ACTIVIDADES:
**1.** Según el texto sobre don Ricardo, ¿en qué facultad madrileña cursó la carrera de Medicina?
**2.** Transcribe palabra por palabra el texto sobre don Ricardo desde las palabras "El brillo de" y detente después de "a la tumba.".

FRAGMENTO DEL TEXTO:
Sin beca oficial pero con algún auxilio de familia sarriana pudiente, don Ricardo, hijo de un modesto perito agrimensor, pudo cursar la carrera de Medicina en la madrileña facultad de San Carlos, prestigiada entonces por las resonancias claustrales de los nombres de Santiago Ramón y Cajal, José de Letamendi y Jaime Vera, el amigo de Pablo Iglesias. Si hubiera querido habría podido ejercer su licenciatura en la capital de España, donde sentó plaza primero de alumno diligente (la escasez de medios le obligó a conciliar estudios y trabajos esporádicos) y luego de profesional competente. Contaba además con el favor de don Alberto Aguilera, quien, por su cargo de gobernador civil de Madrid (antes de ser subsecretario, ministro y lo que se le pusiese por delante), sabía muy bien del riguroso trabajo que Núñez Rodríguez había llevado a cabo, apenas recién graduado, como organizador del servicio de higiene en el inframundo de la prostitución. De su sentido casi sacerdotal de la profesión han de beneficiarse también las familias de los socios del Centro Gallego, presidido entonces por Augusto González Besada, ministro en varias ocasiones, estudioso de la obra de Rosalía de Castro y diputado cunero por media docena de circunscripciones, de Cádiz a Lugo.

El brillo de la vida madrileña importa poco a un médico que quiere trabajar en su pueblo y para sus gentes. Al servicio de esa vocación lo entregó todo: desde la herencia paterna hasta su vida personal. Solo el transitorio desempeño de la plaza de inspector de Sanidad en Badajoz, una corta etapa como médico municipal en Láncara y episódicas incursiones en la política (tanto con el lerrouxismo cuanto con la Unión Patriótica sus actuaciones nunca se sujetaron a otra disciplina que la de su conciencia) le distrajeron de su verdadero propósito: crear un sanatorio para enfermos mentales, el primero que funcionó como tal en la provincia de Lugo, cuya dotación en atención psiquiátrica se limitaba entonces (año 1910) a una Sala de Observación de Dementes dependientes de la beneficencia municipal. Desde allí salían al manicomio de Valladolid o a la tumba.

EXTRACTO DE DATOS:
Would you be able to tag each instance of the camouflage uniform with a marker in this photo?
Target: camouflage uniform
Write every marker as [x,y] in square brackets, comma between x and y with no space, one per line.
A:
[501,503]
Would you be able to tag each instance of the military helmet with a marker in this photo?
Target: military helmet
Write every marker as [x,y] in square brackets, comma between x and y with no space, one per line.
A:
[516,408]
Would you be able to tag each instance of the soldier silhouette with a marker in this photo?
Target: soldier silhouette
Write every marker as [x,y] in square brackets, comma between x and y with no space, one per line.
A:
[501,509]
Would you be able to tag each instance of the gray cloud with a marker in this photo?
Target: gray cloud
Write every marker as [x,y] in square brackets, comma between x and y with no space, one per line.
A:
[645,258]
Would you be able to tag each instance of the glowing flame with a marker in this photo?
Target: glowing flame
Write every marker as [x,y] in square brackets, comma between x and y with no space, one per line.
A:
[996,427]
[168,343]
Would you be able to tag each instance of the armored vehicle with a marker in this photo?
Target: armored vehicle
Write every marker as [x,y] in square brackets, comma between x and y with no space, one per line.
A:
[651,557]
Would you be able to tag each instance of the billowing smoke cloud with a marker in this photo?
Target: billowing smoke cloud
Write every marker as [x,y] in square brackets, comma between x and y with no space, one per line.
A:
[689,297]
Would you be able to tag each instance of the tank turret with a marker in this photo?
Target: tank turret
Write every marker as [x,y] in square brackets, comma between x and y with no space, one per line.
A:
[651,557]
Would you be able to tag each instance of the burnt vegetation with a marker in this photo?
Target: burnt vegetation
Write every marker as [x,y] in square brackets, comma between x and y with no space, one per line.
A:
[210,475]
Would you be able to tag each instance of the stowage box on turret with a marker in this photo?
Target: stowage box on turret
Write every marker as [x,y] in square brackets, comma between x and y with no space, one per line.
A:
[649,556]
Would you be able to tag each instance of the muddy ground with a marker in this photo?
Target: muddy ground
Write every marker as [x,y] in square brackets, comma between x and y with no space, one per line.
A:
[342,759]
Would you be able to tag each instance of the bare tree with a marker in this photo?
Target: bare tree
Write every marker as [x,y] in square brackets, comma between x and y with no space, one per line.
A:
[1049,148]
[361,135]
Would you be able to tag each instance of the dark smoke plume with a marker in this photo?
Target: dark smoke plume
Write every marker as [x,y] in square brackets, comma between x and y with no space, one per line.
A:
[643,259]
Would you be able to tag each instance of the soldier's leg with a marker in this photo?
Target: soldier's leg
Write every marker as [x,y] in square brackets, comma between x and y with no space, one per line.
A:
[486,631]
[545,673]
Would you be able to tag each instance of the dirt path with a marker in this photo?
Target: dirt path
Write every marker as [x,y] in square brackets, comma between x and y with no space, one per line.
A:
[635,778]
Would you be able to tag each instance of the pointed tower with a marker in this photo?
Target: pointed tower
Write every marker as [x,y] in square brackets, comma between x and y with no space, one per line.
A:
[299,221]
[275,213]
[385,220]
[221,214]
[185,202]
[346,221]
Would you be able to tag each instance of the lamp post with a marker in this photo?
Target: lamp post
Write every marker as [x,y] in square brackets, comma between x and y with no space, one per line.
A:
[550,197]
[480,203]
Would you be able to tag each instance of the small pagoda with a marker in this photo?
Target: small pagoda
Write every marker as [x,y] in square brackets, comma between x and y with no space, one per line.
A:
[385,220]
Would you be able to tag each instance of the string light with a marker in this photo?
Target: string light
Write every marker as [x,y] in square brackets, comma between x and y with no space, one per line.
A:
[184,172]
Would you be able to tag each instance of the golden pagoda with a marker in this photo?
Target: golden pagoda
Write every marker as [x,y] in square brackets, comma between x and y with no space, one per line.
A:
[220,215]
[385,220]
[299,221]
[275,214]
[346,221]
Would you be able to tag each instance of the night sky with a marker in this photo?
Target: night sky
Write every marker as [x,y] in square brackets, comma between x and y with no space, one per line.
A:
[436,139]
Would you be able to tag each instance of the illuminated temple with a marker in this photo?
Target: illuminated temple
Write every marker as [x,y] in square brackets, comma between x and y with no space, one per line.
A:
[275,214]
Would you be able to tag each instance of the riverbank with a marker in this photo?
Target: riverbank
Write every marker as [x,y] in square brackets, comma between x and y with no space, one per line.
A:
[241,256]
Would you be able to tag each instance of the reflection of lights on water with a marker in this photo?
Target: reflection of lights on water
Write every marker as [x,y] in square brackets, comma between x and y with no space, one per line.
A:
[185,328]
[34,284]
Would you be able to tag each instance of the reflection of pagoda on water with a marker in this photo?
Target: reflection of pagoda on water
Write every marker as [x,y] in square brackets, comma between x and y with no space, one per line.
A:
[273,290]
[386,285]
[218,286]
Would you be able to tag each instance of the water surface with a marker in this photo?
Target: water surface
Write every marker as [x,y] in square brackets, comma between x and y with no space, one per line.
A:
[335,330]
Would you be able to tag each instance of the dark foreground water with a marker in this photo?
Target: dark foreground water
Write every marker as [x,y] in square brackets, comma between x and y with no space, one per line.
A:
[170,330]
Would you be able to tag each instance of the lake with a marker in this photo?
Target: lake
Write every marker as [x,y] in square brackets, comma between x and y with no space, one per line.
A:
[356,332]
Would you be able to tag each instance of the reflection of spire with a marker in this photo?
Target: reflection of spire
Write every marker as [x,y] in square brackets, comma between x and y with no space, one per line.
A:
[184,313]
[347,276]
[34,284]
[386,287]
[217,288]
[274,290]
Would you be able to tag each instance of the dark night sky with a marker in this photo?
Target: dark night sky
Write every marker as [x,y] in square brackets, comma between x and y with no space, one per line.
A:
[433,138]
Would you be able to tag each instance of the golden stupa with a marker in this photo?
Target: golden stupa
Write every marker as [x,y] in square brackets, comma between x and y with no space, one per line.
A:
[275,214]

SOLUCIONES:
**1.** En la facultad de San Carlos.

**2.**
El brillo de la vida madrileña importa poco a un médico que quiere trabajar en su pueblo y para sus gentes. Al servicio de esa vocación lo entregó todo: desde la herencia paterna hasta su vida personal. Solo el transitorio desempeño de la plaza de inspector de Sanidad en Badajoz, una corta etapa como médico municipal en Láncara y episódicas incursiones en la política (tanto con el lerrouxismo cuanto con la Unión Patriótica sus actuaciones nunca se sujetaron a otra disciplina que la de su conciencia) le distrajeron de su verdadero propósito: crear un sanatorio para enfermos mentales, el primero que funcionó como tal en la provincia de Lugo, cuya dotación en atención psiquiátrica se limitaba entonces (año 1910) a una Sala de Observación de Dementes dependientes de la beneficencia municipal. Desde allí salían al manicomio de Valladolid o a la tumba.